▶ **Source document**

The 27 Club

The play follows Nick: a young, successful artist struggling with his identity and mental health. Existence is far from easy for the young man, despite being a self-professed “white, middle-class man with a semi-supportive family”. The audience is taken on a journey through Nick’s relationships, exploring his egotistical state and social limitations as he struggles to interact with kindness and consistency. He is at times cruel, callous, and selfish.

Brilliant one-liners, often hilarious amidst the bleak subject matter.

Polly, Nick’s girlfriend, incessantly glued to his side, conveys her painful insecurities from the outset. Amidst all her hurt as she deals with his rejection in denial, she is strong and forgiving. Similarly, Lawrence proved to be a mirror of Polly; the duologue brought out a shining strength in Nick’s performance. Destined to be awkward and reserved, Nick and Lawrence exhibited one of the few heart-wrenching moments in the piece. The play continues to build suspense through the mysterious party connection that binds Nick and fellow artist Beatrix together, with Malissa, Nick’s “Tory Sister” intermittently emerging to offer support. I would have liked to have seen more of Malissa. The transitions held the piece together, never allowing for dead space to emerge as every character moved with purpose.

▶ **Given data**
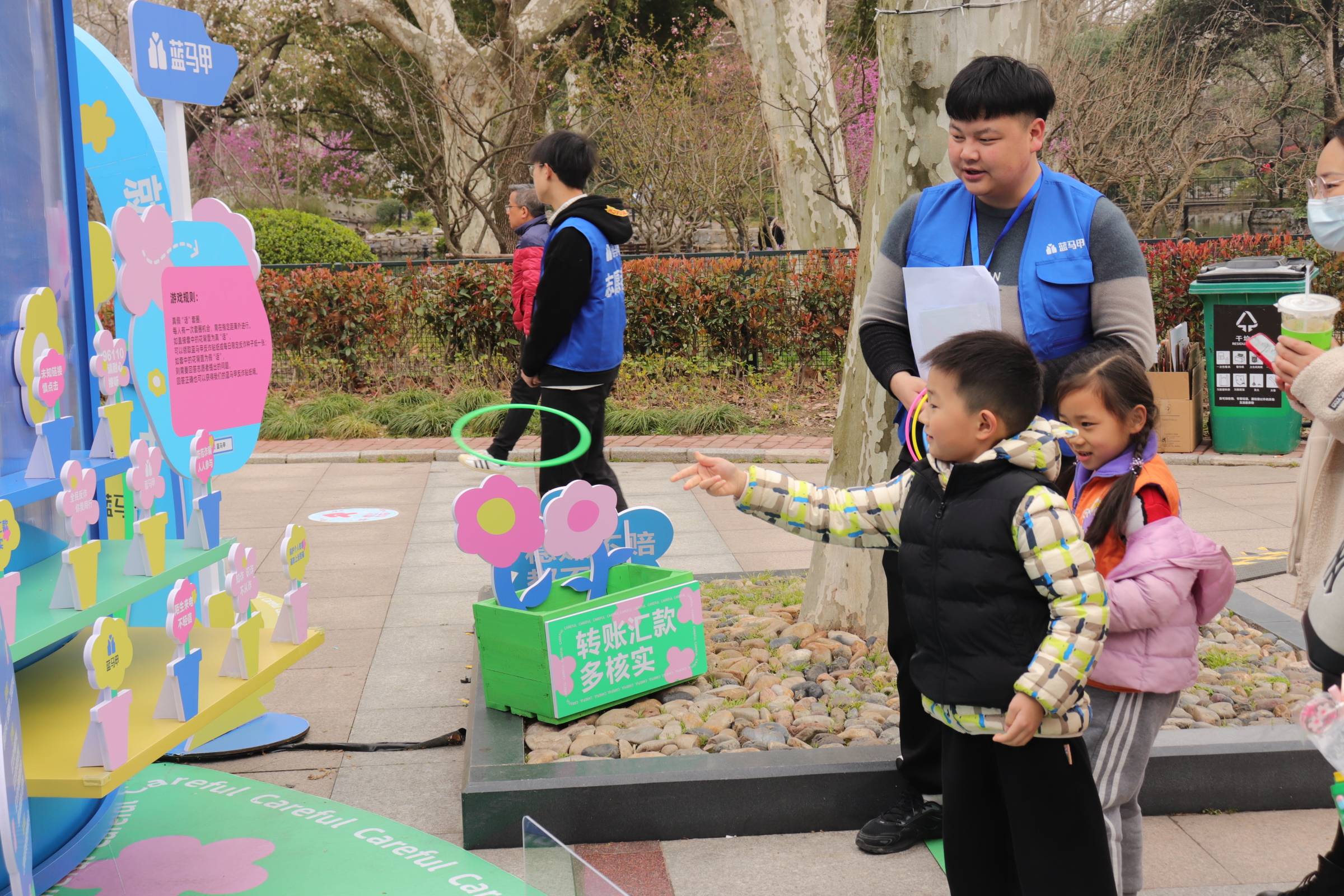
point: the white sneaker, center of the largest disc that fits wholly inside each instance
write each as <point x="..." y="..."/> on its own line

▶ **Instruction 1**
According to the review of The 27 Club, how does Nick describe himself?
▶ **Instruction 2**
Write a continuation of the review of The 27 Club, starting after its last sentence.
The listing has no connection to the review of The 27 Club.

▶ **Result 1**
He calls himself a "white, middle-class man with a semi-supportive family."

▶ **Result 2**
Yet the play as a whole was unconvincing. The writing is full of brilliant one-liners, often hilarious amidst the bleak subject matter, yet it fails to deal with the weighty themes introduced. These kept the play alive and the audience entertained, both original and witty, yet the play was riddled with clichés. Perhaps this was conscious, as Polly exclaims: “I bet she’s blond, the fucking cliché”, yet they largely exposed the piece, leaving it fragile. Nick adopts the trope of ‘suffering artist’, exclaiming ‘let me get on with it’, yet never nearing the easel he so professes to be drawn to. Relationships deteriorate to the age-old “is it me?” undermining any sincere emotion, before Malissa unapologetically exclaims: “Let’s get drunk. It’s a Wednesday.” Perhaps these do not greatly destabilise the writing, yet the play is further weakened when issues such as depression boil down to “drowning” as the audience drowns in unremitting exposition. The runaway escapist artist cliché finally crumbles.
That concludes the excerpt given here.